DIRECTION:
Retype verbatim, from the commentary on the Bank of England and sterling below, the span that begins with the words containing "Mark Carney warning" and ends with "well as possible.".

EXTRACT TO READ:

Bank of England Blames Brexit for Sterling Drop Inflation, Masks QE Money Printing Cause
Economics / Inflation Oct 17, 2016 - 06:34 AM GMTThe Bank of England's master monetary magician Mark Carney appeared on stage this week presenting his latest magic trick one of blaming the 16% drop in sterling on Brexit on all those who voted for it, and then warning of the inevitable future inflation consequences as the price of imports look to soar. After all the establishment elite remain determined to subvert the will of the British people be they bankers or 80% of the members of the establishment MP's that illustrates that democracy is to to all intents and purposes an illusion.
Mark Carney warning to expect higher inflation:
"We're willing to tolerate a bit of an overshoot in inflation over the course of the next few years in order to avoid (rising unemployment), to cushion the blow and make sure the economy can adjust as well as possible.

EXCERPTED RECORDS:
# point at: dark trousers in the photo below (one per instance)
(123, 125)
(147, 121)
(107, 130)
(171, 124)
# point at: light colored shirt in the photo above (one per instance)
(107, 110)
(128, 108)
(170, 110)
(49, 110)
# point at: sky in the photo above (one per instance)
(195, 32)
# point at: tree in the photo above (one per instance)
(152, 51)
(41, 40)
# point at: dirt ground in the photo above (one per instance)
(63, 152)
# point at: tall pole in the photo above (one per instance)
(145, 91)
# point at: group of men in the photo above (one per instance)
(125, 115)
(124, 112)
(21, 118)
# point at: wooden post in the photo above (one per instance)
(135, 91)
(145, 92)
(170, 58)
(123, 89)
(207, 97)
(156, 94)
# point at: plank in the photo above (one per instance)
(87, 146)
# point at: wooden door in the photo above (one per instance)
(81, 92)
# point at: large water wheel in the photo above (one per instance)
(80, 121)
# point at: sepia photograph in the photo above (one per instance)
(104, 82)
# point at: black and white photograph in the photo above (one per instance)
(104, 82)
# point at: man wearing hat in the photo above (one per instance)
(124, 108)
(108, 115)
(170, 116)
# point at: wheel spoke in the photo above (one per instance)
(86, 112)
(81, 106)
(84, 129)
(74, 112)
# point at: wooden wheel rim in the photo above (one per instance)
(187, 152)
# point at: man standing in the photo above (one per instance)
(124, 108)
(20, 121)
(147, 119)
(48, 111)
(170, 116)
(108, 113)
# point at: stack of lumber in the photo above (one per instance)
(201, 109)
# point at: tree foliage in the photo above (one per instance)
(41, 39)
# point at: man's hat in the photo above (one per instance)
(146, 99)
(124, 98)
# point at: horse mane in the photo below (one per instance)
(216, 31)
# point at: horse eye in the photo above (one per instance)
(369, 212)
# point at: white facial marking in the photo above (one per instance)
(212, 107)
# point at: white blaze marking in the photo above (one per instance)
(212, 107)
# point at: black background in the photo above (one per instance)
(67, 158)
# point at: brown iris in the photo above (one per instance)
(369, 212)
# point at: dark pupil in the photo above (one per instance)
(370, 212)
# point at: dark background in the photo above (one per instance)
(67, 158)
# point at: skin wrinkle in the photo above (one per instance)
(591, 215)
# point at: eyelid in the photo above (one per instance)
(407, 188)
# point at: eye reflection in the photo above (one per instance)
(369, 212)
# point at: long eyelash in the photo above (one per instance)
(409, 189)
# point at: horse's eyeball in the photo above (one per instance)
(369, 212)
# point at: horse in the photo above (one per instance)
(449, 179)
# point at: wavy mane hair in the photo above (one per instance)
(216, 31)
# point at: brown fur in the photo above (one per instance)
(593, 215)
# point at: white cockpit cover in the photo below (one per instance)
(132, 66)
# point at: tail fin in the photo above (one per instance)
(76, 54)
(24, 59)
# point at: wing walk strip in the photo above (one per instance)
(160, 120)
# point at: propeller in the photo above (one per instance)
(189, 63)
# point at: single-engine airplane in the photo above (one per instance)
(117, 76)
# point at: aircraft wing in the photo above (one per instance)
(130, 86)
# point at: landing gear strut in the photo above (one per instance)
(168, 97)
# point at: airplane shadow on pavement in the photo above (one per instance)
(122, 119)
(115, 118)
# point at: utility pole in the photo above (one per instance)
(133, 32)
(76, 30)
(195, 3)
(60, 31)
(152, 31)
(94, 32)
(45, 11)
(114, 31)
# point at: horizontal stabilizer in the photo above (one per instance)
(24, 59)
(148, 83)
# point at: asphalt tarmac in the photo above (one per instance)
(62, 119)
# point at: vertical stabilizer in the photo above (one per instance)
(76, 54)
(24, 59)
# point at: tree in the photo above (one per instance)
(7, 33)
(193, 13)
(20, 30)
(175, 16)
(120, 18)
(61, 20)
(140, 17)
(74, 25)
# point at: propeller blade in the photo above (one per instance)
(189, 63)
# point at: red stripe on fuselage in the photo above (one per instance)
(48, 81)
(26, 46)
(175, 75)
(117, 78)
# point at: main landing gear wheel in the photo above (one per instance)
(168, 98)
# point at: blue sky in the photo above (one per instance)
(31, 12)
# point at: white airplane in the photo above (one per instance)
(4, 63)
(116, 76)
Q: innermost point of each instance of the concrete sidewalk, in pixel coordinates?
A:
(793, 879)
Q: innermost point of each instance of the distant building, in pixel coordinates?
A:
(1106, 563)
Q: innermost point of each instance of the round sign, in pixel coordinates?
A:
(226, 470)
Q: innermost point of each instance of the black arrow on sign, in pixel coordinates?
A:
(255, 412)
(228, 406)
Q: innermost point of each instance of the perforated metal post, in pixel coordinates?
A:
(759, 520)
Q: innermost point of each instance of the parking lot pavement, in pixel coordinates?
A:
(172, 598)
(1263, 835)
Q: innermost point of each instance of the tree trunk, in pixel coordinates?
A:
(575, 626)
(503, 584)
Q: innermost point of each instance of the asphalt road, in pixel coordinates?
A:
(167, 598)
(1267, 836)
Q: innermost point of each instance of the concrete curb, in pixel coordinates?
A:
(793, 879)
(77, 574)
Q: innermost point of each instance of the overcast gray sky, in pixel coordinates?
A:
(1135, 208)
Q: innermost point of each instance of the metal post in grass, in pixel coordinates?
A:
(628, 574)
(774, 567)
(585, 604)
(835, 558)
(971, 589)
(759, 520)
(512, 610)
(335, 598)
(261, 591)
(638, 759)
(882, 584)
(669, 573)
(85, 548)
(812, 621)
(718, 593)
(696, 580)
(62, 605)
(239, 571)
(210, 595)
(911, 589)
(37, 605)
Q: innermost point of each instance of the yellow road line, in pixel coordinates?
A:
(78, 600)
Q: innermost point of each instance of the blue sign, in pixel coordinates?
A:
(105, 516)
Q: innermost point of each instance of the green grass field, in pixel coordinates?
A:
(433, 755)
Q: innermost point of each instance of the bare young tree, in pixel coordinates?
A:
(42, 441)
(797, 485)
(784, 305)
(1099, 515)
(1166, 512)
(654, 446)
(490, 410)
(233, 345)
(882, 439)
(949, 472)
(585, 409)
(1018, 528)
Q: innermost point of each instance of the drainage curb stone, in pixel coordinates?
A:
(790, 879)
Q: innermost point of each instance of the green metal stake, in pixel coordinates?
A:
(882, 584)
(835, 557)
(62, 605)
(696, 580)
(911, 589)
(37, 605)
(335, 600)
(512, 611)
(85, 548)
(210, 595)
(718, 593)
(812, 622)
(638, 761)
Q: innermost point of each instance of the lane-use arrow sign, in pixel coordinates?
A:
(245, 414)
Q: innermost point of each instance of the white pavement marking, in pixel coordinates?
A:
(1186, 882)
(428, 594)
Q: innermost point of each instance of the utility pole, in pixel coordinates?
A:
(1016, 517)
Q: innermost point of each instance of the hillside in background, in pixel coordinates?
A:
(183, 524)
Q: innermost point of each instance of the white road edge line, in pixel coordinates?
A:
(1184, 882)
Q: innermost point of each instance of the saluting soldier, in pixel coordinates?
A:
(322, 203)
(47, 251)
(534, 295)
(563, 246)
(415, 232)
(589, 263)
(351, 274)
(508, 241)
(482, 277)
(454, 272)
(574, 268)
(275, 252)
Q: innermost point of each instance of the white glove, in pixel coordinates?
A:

TASK RESULT:
Mark Carney warning to expect higher inflation:
"We're willing to tolerate a bit of an overshoot in inflation over the course of the next few years in order to avoid (rising unemployment), to cushion the blow and make sure the economy can adjust as well as possible.